Set task A => Condense the paragraph of the Death Note review that begins "As a result, I can understand" into a shorter version that keeps its main facts.
Set task B => From the Death Note film review, copy word for word the text between "I also believe" and "love world cinema.", inclusive.
Set task C => Write the next part of the Death Note film review, picking up after its final sentence.

500 Days Of Film Reviews Crime Horror, Death Note, Starring Nat Wolff And Featuring The Voice Of Willem Dafoe
A demon called Ryuk (voiced by Willem Dafoe) gives high school teen, Light Turner (Nat Wolff), a deadly notebook. Ryuk explains that, if you know a person’s name (and face), you can write it down in the book and then specify how and when that person will die.
Entrusted with this phenomenal power, Turner takes his revenge on the world’s bad guys - the people who make life miserable and cause pain. However, where will he draw the line? In his pursuit of ultimate justice, will Turner lose everything?
Is It Any Good?
First things first. I don’t have a problem with cinematic remakes, reimaginings, retellings - call them what you will. One of my favourite horror movies, John Carpenter’s The Thing, is of course a remake of Christian Nyby’s film: The Thing From Another World.
I also believe in our right to choose what we want to watch. If you really don’t want to see a remake of your favourite film, just don’t watch it. (Hence why I have never seen Matthijs van Heijningen’s 2011 remake of The Thing).
However, I do have a problem with the disturbing trend of whitewashing in cinema. As a lover of all film, I want to visit different places and experience different people's lives and cultures - that’s why I love world cinema.
As a result, I can understand the controversy surrounding Adam Wingard’s crime horror, Death Note. This adaptation of the Japanese manga series (written by Tsugumi Ohba and illustrated by Takeshi Obata) takes the story out of Japan and onto the streets of Seattle.
Now, full disclosure, I have not read Death Note and so, bearing the above caveats in mind, decided to set the controversy aside and write this review based on my experience of the film alone.

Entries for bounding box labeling
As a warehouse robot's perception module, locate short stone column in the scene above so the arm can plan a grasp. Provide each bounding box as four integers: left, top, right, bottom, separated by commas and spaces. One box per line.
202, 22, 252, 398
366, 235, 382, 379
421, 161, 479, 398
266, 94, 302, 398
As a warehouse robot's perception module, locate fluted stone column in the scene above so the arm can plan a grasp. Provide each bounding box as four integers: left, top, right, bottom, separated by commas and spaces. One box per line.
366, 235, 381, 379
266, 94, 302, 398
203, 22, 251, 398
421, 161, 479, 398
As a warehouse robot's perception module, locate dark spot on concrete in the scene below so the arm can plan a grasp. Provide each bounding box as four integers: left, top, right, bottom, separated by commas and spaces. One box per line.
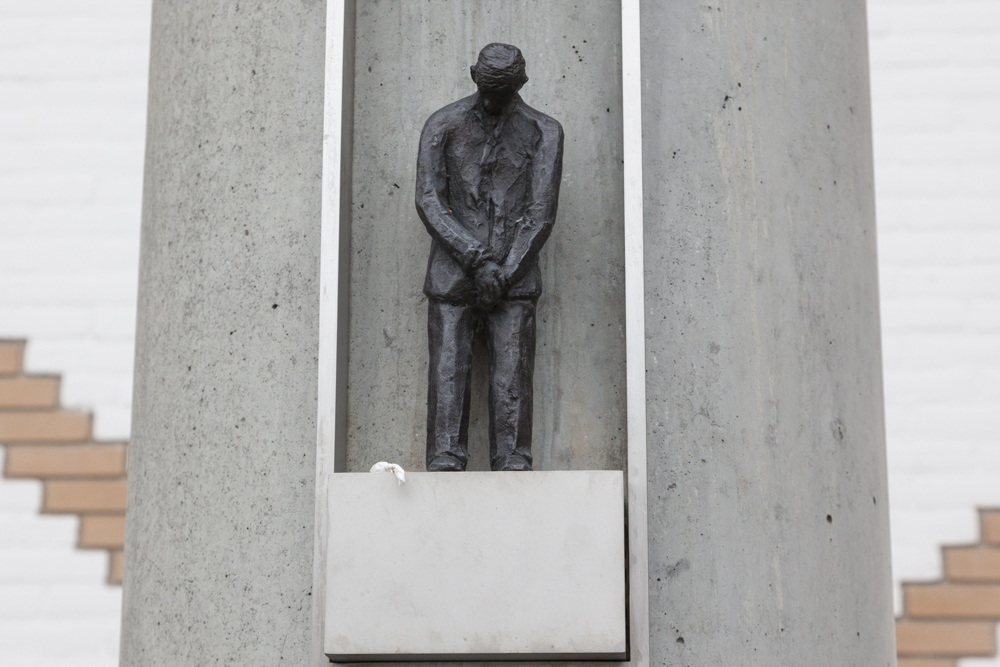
830, 418, 847, 442
667, 558, 691, 577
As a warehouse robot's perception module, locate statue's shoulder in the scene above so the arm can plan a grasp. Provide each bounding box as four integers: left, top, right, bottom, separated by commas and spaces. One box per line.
518, 99, 563, 136
424, 95, 476, 129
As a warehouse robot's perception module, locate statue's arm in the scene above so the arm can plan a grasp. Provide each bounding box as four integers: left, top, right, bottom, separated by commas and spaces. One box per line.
503, 120, 563, 285
416, 114, 491, 274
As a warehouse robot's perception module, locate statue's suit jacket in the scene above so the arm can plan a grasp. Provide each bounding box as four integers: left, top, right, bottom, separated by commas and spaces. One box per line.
416, 93, 563, 304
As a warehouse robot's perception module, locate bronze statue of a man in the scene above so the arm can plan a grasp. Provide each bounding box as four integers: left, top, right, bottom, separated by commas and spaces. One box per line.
416, 44, 563, 471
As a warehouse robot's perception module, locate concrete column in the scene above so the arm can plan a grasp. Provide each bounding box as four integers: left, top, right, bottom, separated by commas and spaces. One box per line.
641, 0, 895, 667
121, 0, 326, 666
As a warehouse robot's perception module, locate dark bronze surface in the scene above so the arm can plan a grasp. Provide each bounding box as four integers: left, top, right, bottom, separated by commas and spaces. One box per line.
416, 44, 563, 471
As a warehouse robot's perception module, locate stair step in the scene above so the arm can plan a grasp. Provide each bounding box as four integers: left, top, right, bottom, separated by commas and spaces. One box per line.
0, 340, 24, 375
42, 479, 125, 514
0, 376, 59, 410
5, 443, 125, 478
944, 547, 1000, 582
896, 620, 996, 658
0, 410, 90, 443
896, 658, 955, 667
80, 514, 125, 549
903, 584, 1000, 619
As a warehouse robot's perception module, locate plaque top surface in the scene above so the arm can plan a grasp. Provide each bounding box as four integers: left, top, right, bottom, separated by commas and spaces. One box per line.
324, 471, 627, 661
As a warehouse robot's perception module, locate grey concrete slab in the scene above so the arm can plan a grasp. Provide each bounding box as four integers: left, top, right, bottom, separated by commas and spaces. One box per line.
347, 0, 625, 471
641, 0, 895, 667
325, 471, 626, 661
121, 0, 325, 667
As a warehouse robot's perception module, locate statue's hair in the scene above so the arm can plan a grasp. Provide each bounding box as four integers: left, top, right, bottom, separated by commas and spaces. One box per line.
473, 42, 528, 90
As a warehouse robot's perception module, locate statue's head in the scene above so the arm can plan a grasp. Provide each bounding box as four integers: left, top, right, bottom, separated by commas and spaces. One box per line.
469, 43, 528, 114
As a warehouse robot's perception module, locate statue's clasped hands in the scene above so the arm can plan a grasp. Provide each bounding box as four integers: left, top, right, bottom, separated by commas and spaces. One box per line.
476, 261, 507, 310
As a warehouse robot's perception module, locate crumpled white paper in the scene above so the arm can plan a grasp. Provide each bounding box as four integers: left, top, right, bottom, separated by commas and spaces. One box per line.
368, 461, 406, 486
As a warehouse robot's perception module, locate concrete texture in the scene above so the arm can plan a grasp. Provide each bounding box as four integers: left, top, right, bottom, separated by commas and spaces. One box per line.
642, 0, 895, 667
121, 0, 325, 667
347, 0, 625, 471
325, 471, 626, 660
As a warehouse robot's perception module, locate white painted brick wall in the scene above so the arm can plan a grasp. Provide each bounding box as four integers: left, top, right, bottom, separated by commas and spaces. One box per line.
868, 0, 1000, 648
0, 0, 150, 444
0, 0, 1000, 667
0, 0, 150, 667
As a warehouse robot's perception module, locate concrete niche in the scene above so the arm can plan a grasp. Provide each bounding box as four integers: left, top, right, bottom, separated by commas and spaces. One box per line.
319, 0, 629, 662
346, 0, 626, 472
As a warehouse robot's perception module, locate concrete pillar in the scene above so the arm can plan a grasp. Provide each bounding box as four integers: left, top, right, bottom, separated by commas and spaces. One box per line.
641, 0, 895, 667
121, 0, 326, 666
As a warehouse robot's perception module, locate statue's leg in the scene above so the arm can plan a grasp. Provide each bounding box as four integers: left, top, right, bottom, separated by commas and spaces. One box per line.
427, 298, 476, 472
486, 299, 535, 470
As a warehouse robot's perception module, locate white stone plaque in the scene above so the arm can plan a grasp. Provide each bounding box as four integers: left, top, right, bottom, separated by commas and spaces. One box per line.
324, 471, 627, 662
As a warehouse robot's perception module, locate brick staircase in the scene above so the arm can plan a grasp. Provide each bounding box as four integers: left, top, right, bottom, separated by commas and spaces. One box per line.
0, 341, 125, 584
896, 510, 1000, 667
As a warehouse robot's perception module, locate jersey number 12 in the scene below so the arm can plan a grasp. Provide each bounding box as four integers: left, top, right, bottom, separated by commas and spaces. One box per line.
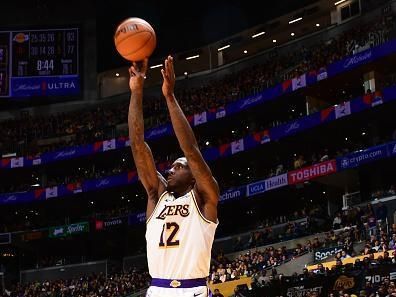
159, 222, 179, 247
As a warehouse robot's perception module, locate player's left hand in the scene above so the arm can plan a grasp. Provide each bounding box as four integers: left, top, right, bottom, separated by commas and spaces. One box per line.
129, 59, 148, 92
161, 56, 176, 98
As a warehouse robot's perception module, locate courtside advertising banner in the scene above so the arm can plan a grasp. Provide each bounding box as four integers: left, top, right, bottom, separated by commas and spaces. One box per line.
288, 160, 337, 185
337, 144, 387, 170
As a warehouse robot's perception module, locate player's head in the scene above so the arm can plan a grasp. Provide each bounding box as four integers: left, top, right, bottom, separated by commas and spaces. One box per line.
167, 157, 195, 193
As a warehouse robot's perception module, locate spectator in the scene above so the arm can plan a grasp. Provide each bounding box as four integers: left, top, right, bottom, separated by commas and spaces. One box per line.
213, 289, 224, 297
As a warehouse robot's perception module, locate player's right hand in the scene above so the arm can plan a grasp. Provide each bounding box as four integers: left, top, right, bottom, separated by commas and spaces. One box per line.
129, 59, 148, 92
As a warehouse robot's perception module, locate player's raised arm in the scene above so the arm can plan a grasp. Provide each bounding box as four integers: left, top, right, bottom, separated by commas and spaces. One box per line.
128, 59, 166, 217
161, 56, 219, 221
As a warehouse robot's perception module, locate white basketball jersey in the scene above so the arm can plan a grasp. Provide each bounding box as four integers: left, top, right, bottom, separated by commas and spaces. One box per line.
146, 191, 218, 279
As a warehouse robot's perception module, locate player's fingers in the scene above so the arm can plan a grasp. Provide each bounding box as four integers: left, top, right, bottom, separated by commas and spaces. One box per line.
169, 56, 175, 76
130, 66, 139, 75
164, 58, 169, 73
142, 58, 148, 74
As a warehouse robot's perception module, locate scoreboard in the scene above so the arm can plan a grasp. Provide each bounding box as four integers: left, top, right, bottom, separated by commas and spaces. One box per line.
0, 28, 80, 98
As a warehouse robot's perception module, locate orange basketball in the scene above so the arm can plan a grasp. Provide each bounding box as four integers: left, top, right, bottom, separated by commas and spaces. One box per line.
114, 18, 157, 61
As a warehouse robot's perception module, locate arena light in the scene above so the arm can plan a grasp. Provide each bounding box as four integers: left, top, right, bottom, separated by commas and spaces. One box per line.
186, 55, 199, 60
289, 17, 302, 25
150, 64, 162, 69
334, 0, 346, 6
217, 44, 231, 52
252, 31, 265, 38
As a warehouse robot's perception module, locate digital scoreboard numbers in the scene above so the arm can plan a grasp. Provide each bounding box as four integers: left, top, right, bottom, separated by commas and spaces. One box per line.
0, 32, 10, 97
0, 28, 80, 98
12, 29, 78, 77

Written response A => The reviewer understands the controversy around Adam Wingard's crime horror Death Note. The film adapts the Japanese manga series written by Tsugumi Ohba and illustrated by Takeshi Obata, but it moves the story from Japan to the streets of Seattle.

Written response B =>
I also believe in our right to choose what we want to watch. If you really don’t want to see a remake of your favourite film, just don’t watch it. (Hence why I have never seen Matthijs van Heijningen’s 2011 remake of The Thing).
However, I do have a problem with the disturbing trend of whitewashing in cinema. As a lover of all film, I want to visit different places and experience different people's lives and cultures - that’s why I love world cinema.

Written response C =>
Death Note is based on a fascinating and intriguing premise. What if you could rid the world of all its evil people? Would you? Could you retain your own morality with this power? Just how long would it take before you, yourself, became evil?
Sadly, despite its potential, Wingard fails to translate Death Note’s interesting premise into even a halfway gripping thriller. He struggles with the pace of his storytelling - racing ahead when he should, in fact, stop and develop his story and its (sadly two-dimensional) characters.
The film’s tone is also frustrating - unable to balance Light’s high school angst with his darker role as an avenging angel. In addition, Death Note features an unconvincing teen romance between Light and Margaret Qualley. What happens between them later in the film is desperately unearned and feels more than a little ludicrous.
While Death Note does show occasional flashes of interest (both narratively and stylistically), it is unable to make us care about its characters or convey the compelling moral battle at the heart of its story. And that feels like a missed opportunity.
Have you seen Death Note?
If you have, what did you think of this Netflix film? Let me know in the comments section below or via Facebook or Twitter (@500DaysOfFilm).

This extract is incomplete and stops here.